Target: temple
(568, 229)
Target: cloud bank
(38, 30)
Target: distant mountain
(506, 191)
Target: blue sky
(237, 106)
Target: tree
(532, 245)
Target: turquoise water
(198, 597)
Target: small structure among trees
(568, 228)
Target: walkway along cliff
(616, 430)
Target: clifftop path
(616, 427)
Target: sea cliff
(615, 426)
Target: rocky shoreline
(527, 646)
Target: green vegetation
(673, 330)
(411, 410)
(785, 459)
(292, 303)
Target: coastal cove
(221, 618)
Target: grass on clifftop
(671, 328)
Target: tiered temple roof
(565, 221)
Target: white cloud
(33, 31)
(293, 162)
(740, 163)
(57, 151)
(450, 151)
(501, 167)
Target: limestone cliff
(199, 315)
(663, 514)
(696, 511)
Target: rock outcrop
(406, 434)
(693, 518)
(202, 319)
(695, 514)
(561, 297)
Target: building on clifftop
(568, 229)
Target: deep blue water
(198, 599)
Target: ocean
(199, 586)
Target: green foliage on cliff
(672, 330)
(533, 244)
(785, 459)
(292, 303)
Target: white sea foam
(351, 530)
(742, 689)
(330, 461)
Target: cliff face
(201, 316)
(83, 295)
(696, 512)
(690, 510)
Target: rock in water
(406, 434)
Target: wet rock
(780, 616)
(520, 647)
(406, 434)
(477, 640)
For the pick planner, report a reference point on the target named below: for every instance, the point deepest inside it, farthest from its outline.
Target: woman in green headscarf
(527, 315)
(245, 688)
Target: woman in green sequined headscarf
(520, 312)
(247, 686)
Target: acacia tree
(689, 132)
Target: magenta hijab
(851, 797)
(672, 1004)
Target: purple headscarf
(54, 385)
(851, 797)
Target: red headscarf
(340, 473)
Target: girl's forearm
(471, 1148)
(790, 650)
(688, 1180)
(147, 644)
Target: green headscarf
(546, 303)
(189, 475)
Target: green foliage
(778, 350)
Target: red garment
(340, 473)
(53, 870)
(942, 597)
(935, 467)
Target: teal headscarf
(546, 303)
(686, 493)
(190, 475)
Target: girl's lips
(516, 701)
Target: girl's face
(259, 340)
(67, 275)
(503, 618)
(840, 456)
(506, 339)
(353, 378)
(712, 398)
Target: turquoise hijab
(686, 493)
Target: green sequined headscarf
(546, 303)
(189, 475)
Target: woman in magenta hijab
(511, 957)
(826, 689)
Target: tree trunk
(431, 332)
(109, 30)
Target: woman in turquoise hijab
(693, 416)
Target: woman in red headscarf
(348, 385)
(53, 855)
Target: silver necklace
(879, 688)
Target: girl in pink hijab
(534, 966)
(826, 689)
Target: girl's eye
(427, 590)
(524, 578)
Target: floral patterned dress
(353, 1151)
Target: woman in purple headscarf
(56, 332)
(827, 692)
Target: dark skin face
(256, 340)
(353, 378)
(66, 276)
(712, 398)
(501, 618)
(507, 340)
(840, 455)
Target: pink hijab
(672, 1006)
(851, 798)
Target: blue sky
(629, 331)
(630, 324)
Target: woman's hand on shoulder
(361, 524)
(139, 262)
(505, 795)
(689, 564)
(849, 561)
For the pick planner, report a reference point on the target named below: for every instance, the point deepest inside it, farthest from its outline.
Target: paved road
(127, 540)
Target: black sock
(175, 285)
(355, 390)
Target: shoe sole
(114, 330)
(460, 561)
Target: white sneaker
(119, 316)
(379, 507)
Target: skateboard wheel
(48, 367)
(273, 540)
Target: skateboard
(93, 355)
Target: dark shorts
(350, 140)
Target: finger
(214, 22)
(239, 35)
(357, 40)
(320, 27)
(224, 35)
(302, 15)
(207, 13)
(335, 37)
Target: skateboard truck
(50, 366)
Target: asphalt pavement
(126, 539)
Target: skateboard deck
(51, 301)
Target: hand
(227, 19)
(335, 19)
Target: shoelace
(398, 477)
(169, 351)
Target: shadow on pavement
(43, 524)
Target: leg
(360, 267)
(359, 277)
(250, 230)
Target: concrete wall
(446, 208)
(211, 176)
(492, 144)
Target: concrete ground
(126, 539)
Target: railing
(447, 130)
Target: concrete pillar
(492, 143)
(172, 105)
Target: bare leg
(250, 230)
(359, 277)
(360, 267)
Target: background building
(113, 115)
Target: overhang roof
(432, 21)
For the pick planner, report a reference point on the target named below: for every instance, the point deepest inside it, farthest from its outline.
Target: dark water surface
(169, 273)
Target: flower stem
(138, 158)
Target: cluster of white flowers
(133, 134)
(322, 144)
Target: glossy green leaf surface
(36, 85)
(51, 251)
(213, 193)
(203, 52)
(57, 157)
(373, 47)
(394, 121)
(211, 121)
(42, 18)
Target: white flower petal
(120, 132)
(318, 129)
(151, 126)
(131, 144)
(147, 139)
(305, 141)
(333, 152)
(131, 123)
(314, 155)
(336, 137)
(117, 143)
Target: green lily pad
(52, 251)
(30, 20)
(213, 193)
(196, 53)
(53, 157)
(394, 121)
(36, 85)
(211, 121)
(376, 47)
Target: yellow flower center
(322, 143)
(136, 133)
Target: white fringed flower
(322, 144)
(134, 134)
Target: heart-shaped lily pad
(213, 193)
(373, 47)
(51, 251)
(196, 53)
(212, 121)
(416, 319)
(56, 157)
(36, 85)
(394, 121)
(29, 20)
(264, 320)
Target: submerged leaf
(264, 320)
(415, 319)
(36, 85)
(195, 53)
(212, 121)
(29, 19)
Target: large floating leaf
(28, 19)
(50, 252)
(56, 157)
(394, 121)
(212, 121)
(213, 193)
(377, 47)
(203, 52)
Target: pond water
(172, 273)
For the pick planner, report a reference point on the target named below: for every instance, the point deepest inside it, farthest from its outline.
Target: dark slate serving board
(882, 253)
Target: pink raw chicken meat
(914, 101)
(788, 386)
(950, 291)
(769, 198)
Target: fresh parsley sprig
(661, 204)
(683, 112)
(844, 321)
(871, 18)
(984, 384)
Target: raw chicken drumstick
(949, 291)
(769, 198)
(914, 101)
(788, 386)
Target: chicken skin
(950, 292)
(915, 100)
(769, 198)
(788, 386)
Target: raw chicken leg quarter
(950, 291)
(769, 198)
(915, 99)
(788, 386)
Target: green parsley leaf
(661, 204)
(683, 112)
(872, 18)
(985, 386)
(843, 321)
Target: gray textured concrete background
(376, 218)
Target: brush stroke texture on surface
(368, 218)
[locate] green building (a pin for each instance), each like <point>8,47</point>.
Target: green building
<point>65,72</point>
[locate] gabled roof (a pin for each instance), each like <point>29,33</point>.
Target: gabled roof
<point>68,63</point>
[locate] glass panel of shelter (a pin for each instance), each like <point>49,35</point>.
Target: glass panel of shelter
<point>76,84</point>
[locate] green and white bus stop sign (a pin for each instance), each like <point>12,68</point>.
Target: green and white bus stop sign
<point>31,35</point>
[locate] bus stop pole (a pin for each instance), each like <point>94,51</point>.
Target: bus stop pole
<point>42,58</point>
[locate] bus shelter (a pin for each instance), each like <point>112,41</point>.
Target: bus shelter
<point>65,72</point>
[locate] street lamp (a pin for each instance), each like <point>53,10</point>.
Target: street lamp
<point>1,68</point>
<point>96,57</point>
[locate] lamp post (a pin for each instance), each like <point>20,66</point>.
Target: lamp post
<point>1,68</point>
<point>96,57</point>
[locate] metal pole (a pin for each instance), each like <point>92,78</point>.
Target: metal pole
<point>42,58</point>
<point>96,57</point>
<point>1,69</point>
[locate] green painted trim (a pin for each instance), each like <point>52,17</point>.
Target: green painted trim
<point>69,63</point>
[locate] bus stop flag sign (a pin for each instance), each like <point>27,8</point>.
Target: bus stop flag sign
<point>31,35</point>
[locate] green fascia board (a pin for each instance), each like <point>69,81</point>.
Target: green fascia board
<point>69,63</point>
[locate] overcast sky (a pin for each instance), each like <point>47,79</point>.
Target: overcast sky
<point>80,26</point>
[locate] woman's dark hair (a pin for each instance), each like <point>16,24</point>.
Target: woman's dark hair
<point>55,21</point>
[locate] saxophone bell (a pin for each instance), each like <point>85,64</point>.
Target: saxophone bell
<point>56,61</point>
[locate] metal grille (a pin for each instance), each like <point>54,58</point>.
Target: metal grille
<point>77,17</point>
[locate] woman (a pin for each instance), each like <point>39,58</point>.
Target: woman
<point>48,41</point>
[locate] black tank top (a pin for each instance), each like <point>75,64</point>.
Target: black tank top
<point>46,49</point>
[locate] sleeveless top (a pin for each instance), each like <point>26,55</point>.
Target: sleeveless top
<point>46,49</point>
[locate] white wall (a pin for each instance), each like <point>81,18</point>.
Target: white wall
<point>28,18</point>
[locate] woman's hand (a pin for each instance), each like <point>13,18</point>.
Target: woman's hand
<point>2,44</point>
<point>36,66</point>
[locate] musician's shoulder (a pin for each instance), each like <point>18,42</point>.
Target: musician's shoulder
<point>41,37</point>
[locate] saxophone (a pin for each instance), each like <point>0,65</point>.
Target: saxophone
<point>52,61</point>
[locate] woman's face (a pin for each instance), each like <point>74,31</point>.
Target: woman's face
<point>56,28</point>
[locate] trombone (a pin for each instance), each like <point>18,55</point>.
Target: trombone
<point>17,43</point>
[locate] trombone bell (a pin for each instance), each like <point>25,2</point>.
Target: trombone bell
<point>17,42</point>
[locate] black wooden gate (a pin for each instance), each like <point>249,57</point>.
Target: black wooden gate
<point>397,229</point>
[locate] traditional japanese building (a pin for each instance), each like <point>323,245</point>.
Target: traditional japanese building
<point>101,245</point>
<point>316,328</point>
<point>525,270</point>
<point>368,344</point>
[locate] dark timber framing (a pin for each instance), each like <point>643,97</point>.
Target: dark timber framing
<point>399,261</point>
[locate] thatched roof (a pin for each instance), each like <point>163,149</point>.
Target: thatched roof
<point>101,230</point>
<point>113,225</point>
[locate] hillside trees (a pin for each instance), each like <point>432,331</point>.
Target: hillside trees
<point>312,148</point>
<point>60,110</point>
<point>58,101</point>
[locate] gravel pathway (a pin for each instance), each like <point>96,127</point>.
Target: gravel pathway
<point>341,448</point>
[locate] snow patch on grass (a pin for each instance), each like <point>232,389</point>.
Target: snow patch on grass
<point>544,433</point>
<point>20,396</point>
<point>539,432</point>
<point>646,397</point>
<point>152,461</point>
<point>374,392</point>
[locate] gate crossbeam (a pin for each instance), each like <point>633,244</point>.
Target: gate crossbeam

▬▬▬▬▬▬▬▬▬▬

▸ **The request**:
Write out the listing verbatim, from the line containing "Target: white flower petal" through the line containing "<point>68,63</point>", including both of those lines.

▸ **Reply to the task**:
Target: white flower petal
(120, 132)
(318, 129)
(151, 126)
(131, 144)
(147, 139)
(305, 141)
(333, 152)
(131, 123)
(314, 155)
(336, 137)
(117, 143)
Target: green lily pad
(52, 251)
(30, 20)
(213, 193)
(196, 53)
(53, 157)
(394, 121)
(36, 85)
(211, 121)
(376, 47)
Target: yellow flower center
(322, 143)
(136, 133)
Target: white fringed flower
(322, 144)
(134, 134)
Target: heart-shaped lily pad
(213, 193)
(373, 47)
(51, 251)
(196, 53)
(212, 121)
(416, 319)
(56, 157)
(36, 85)
(394, 121)
(29, 20)
(264, 320)
Target: submerged leaf
(264, 320)
(415, 319)
(36, 85)
(195, 53)
(212, 121)
(29, 19)
Target: large floating leaf
(28, 19)
(50, 252)
(56, 157)
(394, 121)
(212, 121)
(213, 193)
(377, 47)
(203, 52)
Target: pond water
(172, 273)
For the pick planner, report a reference point on the target named below: for every instance, the point deepest inside it, farthest from its outline.
Target: dark slate serving board
(882, 253)
Target: pink raw chicken meat
(914, 101)
(788, 386)
(950, 291)
(769, 198)
Target: fresh parsley sprig
(661, 204)
(683, 112)
(844, 321)
(871, 18)
(984, 384)
Target: raw chicken drumstick
(949, 291)
(769, 198)
(914, 101)
(788, 386)
Target: chicken skin
(950, 292)
(915, 100)
(769, 198)
(788, 386)
Target: raw chicken leg quarter
(950, 291)
(769, 198)
(915, 99)
(788, 386)
Target: green parsley leaf
(661, 204)
(683, 112)
(872, 18)
(985, 386)
(843, 321)
Target: gray textured concrete background
(376, 218)
Target: brush stroke texture on surface
(368, 218)
[locate] green building (a pin for each instance), each like <point>8,47</point>.
Target: green building
<point>65,72</point>
[locate] gabled roof (a pin for each instance), each like <point>29,33</point>.
Target: gabled roof
<point>68,63</point>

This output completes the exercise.